### Natural-language object grounding data:
========

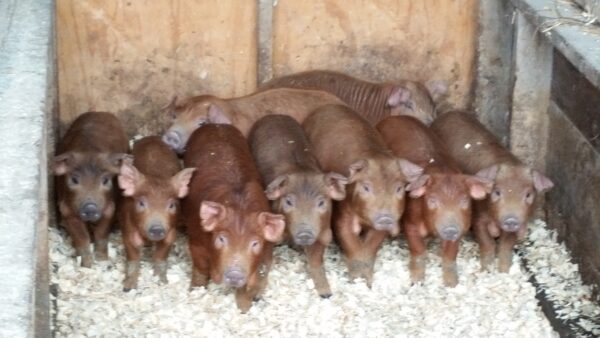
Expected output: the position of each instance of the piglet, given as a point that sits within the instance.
(231, 230)
(440, 207)
(298, 188)
(89, 156)
(374, 101)
(153, 185)
(190, 113)
(345, 142)
(505, 213)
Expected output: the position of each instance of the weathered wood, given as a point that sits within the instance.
(574, 165)
(380, 40)
(265, 40)
(577, 97)
(531, 94)
(131, 57)
(493, 83)
(581, 48)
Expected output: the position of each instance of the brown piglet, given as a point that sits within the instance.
(298, 188)
(505, 213)
(441, 207)
(374, 101)
(242, 112)
(149, 213)
(346, 143)
(231, 230)
(89, 156)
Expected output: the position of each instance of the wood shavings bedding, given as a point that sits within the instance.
(90, 302)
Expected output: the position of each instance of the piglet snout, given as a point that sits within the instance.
(450, 232)
(89, 212)
(156, 232)
(305, 237)
(511, 224)
(173, 139)
(384, 222)
(235, 277)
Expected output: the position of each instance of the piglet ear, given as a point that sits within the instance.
(336, 186)
(63, 163)
(541, 182)
(418, 187)
(210, 214)
(181, 180)
(216, 115)
(116, 160)
(356, 168)
(436, 89)
(399, 96)
(272, 226)
(276, 188)
(129, 179)
(411, 171)
(490, 173)
(479, 187)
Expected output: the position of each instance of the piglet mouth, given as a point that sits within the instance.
(510, 224)
(234, 277)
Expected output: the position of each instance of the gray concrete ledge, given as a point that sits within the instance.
(26, 96)
(575, 41)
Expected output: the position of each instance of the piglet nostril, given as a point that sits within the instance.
(234, 277)
(172, 139)
(304, 237)
(384, 222)
(450, 233)
(511, 224)
(89, 212)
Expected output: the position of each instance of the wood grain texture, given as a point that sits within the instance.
(380, 40)
(131, 56)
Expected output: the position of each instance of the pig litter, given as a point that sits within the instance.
(90, 302)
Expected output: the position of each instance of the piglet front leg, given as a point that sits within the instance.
(449, 270)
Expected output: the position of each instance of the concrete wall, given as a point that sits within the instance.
(26, 98)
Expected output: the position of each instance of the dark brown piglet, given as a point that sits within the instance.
(441, 207)
(242, 112)
(344, 142)
(505, 213)
(231, 231)
(89, 156)
(153, 185)
(374, 101)
(298, 188)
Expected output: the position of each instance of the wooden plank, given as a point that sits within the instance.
(574, 165)
(579, 46)
(131, 57)
(531, 94)
(493, 83)
(380, 40)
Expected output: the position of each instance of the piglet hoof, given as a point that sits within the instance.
(198, 279)
(160, 270)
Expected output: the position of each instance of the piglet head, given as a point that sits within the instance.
(154, 200)
(239, 239)
(377, 191)
(192, 113)
(88, 179)
(305, 199)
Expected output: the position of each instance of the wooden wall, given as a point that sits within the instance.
(131, 56)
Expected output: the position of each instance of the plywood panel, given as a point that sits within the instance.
(380, 40)
(130, 57)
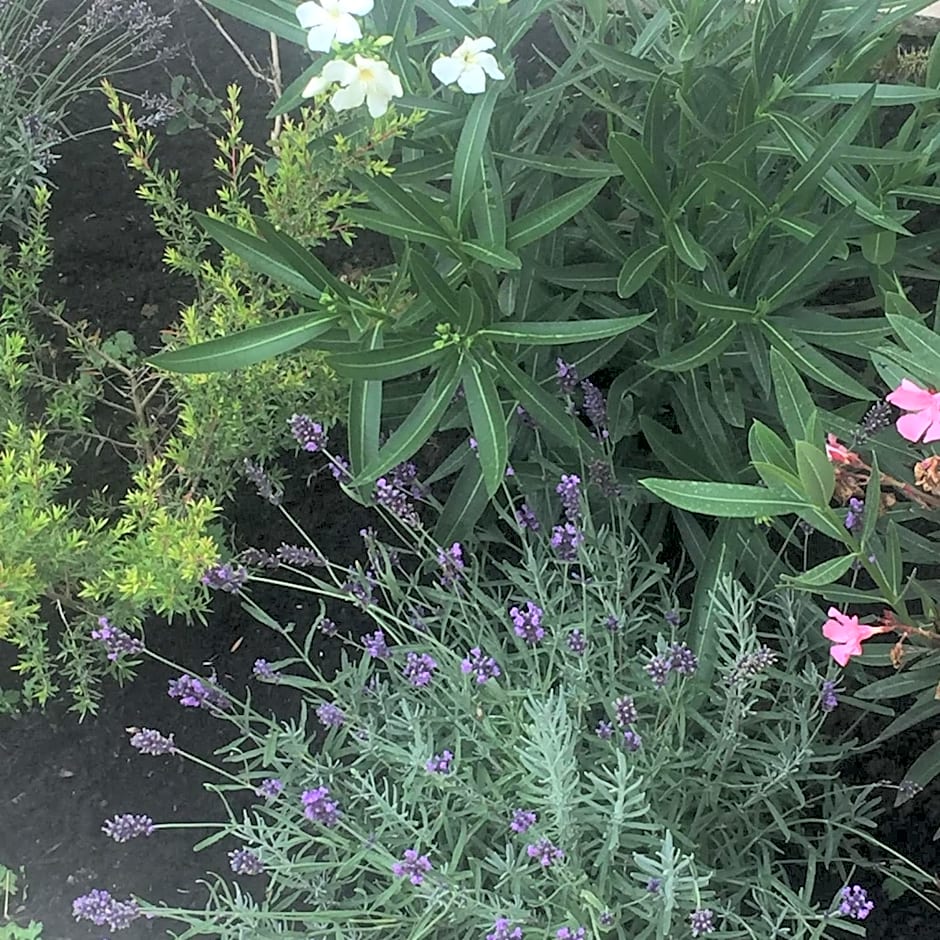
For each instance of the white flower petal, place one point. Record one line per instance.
(347, 29)
(316, 86)
(349, 97)
(472, 80)
(446, 69)
(481, 44)
(310, 14)
(320, 38)
(489, 65)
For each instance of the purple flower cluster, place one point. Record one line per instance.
(569, 491)
(528, 624)
(262, 669)
(631, 740)
(545, 851)
(451, 565)
(229, 578)
(440, 763)
(308, 433)
(526, 518)
(481, 667)
(148, 741)
(412, 866)
(245, 862)
(100, 908)
(565, 541)
(522, 820)
(595, 408)
(504, 930)
(626, 712)
(128, 826)
(330, 715)
(267, 488)
(702, 922)
(566, 933)
(194, 693)
(750, 665)
(577, 642)
(319, 807)
(567, 376)
(419, 669)
(855, 903)
(678, 658)
(115, 641)
(375, 645)
(270, 788)
(855, 515)
(828, 700)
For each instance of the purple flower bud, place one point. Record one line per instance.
(148, 741)
(307, 432)
(412, 866)
(127, 826)
(245, 862)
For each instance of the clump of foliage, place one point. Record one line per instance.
(526, 744)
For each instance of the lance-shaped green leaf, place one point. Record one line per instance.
(724, 500)
(546, 410)
(257, 254)
(715, 306)
(239, 350)
(828, 150)
(683, 242)
(265, 15)
(809, 260)
(639, 268)
(488, 422)
(365, 414)
(388, 362)
(638, 169)
(465, 503)
(711, 342)
(546, 218)
(816, 474)
(537, 333)
(922, 342)
(303, 261)
(822, 575)
(413, 433)
(570, 167)
(467, 177)
(793, 398)
(812, 363)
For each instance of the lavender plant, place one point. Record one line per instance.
(47, 63)
(523, 746)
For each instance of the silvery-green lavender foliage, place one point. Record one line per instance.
(524, 747)
(47, 65)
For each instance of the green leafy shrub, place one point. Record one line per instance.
(47, 63)
(532, 741)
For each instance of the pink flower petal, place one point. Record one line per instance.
(910, 397)
(913, 427)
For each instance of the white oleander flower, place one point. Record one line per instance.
(468, 65)
(329, 20)
(364, 80)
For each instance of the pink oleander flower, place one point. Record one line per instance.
(924, 405)
(838, 452)
(847, 635)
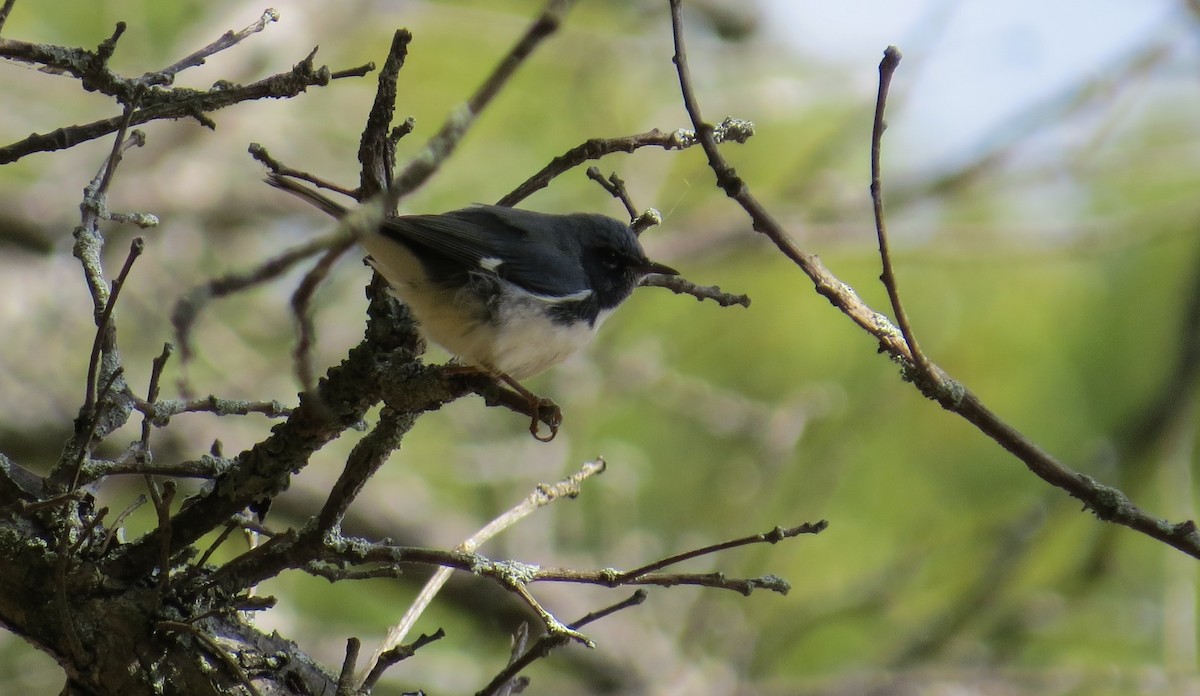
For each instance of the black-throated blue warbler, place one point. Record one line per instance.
(508, 292)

========

### WHAT IS REQUIRED:
Keep the pictures out, and write out the rest of the data above word for word.

### RESPONSE TO THE EXERCISE:
Expected output: the position of each instance of the piglet, given as a point that sits within the instance.
(231, 230)
(440, 207)
(298, 188)
(89, 156)
(374, 101)
(153, 185)
(190, 113)
(345, 142)
(505, 213)
Expected output: the position of each instance of the weathered wood, given as a point that sits within the instance.
(574, 165)
(380, 40)
(265, 40)
(577, 97)
(531, 94)
(131, 57)
(493, 83)
(581, 48)
Expected output: the position of each instance of the brown piglet, given as a point that sits within the instance.
(298, 188)
(505, 213)
(441, 207)
(374, 101)
(242, 112)
(149, 213)
(346, 143)
(231, 230)
(89, 156)
Expected output: the position of each instance of the wood shavings bedding, given as a point that sits within the instance.
(90, 302)
Expected output: the position of each instance of the piglet snout, given as a point that sits within the instance.
(450, 232)
(89, 212)
(156, 232)
(305, 237)
(511, 224)
(173, 139)
(384, 222)
(235, 277)
Expected output: the position of each instance of the piglet ear, given as a point that sits within the instance.
(336, 186)
(63, 163)
(541, 182)
(418, 187)
(210, 214)
(181, 180)
(216, 115)
(116, 160)
(356, 168)
(436, 89)
(399, 96)
(272, 226)
(276, 188)
(129, 179)
(411, 171)
(490, 173)
(479, 187)
Expected output: the position of each instance of the piglet mouth, given as a point that sits within the instance.
(510, 224)
(234, 277)
Expected output: the position of each instance of the gray concrete ledge, given as a point that sits within the instance.
(26, 96)
(575, 41)
Expected output: the position of each instance of the piglet nostril, given as a point that sits within the instance.
(234, 277)
(172, 139)
(304, 237)
(384, 222)
(450, 233)
(511, 224)
(89, 212)
Expected output: the position of each instance of the wood grain texture, given as a point that sits within the instance.
(380, 40)
(131, 56)
Expected output: the position of each instance of the pig litter, given as a point that sits within the instance.
(90, 302)
Expected output: the position of each instance of the piglet front leg, given as a point that sits within the instance.
(449, 270)
Expected output: the position of each instance of the concrete wall, given as a point that sits within the instance.
(26, 98)
Expected output: the position of each instance of the dark brown piglet, given as a point that sits within the instance.
(441, 207)
(242, 112)
(344, 142)
(505, 213)
(231, 231)
(89, 156)
(153, 185)
(374, 101)
(298, 188)
Expected output: the position of each instance of the wooden plank, given as a point that sits within the instance.
(574, 165)
(579, 46)
(131, 57)
(531, 94)
(493, 83)
(380, 40)
Expected output: the position of each instance of the piglet hoof, given as a point that sits within the instance.
(198, 279)
(160, 270)
Expected output: the position of each instance of the piglet head, given as a point that sits within the instance.
(154, 200)
(239, 239)
(377, 191)
(192, 113)
(88, 179)
(305, 199)
Expected output: the position of each instance of the wooden wall, given as a point that sits within the instance.
(131, 56)
Expected output: the position of each instance of the plywood panel, given as a point that sits within the instance.
(380, 40)
(130, 57)
For each instance of the white flower petal, place one point. Record one line per instance.
(347, 29)
(316, 86)
(349, 97)
(472, 80)
(446, 69)
(481, 44)
(310, 14)
(320, 38)
(489, 65)
For each instance of the purple flower cluster, place one point. Record one line per instance.
(569, 491)
(528, 624)
(262, 669)
(631, 740)
(545, 851)
(451, 565)
(229, 578)
(440, 763)
(308, 433)
(526, 518)
(481, 667)
(148, 741)
(412, 866)
(245, 862)
(100, 908)
(565, 541)
(522, 820)
(595, 408)
(504, 930)
(626, 712)
(128, 826)
(330, 715)
(267, 488)
(702, 922)
(566, 933)
(194, 693)
(750, 665)
(577, 642)
(319, 807)
(567, 376)
(419, 669)
(855, 903)
(678, 658)
(115, 641)
(375, 645)
(270, 788)
(855, 515)
(828, 700)
For each instance of the purple flower bud, place one point. Record one line per instance.
(148, 741)
(307, 432)
(412, 866)
(127, 826)
(245, 862)
For each instance of the clump of foliage, place one point. Record one line per instance.
(526, 744)
For each instance of the lance-shaped green leaf, place one point. Record one line per instance.
(724, 500)
(546, 410)
(257, 254)
(715, 306)
(239, 350)
(828, 150)
(683, 242)
(265, 15)
(809, 260)
(639, 268)
(488, 422)
(365, 414)
(388, 362)
(638, 169)
(465, 503)
(711, 342)
(546, 218)
(816, 474)
(537, 333)
(922, 342)
(303, 261)
(822, 575)
(413, 433)
(570, 167)
(467, 177)
(793, 398)
(812, 363)
For each instance of the lavender plant, place one point. Record one line per instance.
(47, 63)
(523, 746)
For each instance of the silvery-green lavender foliage, place one point. Record one line per instance.
(524, 747)
(47, 65)
For each instance of the green leafy shrub, place one point. Record one line per instance.
(47, 63)
(532, 741)
For each instance of the pink flower petal, place one point. Record one line per instance.
(910, 397)
(913, 427)
For each instance of the white oleander flower, place one point. Record one line per instance.
(468, 65)
(329, 20)
(364, 80)
For each instance of the pink oleander flower, place one point. Record one line per instance.
(924, 405)
(838, 452)
(847, 635)
For each instance of the black-throated blue warbler, place one point. Record one line per instance.
(508, 292)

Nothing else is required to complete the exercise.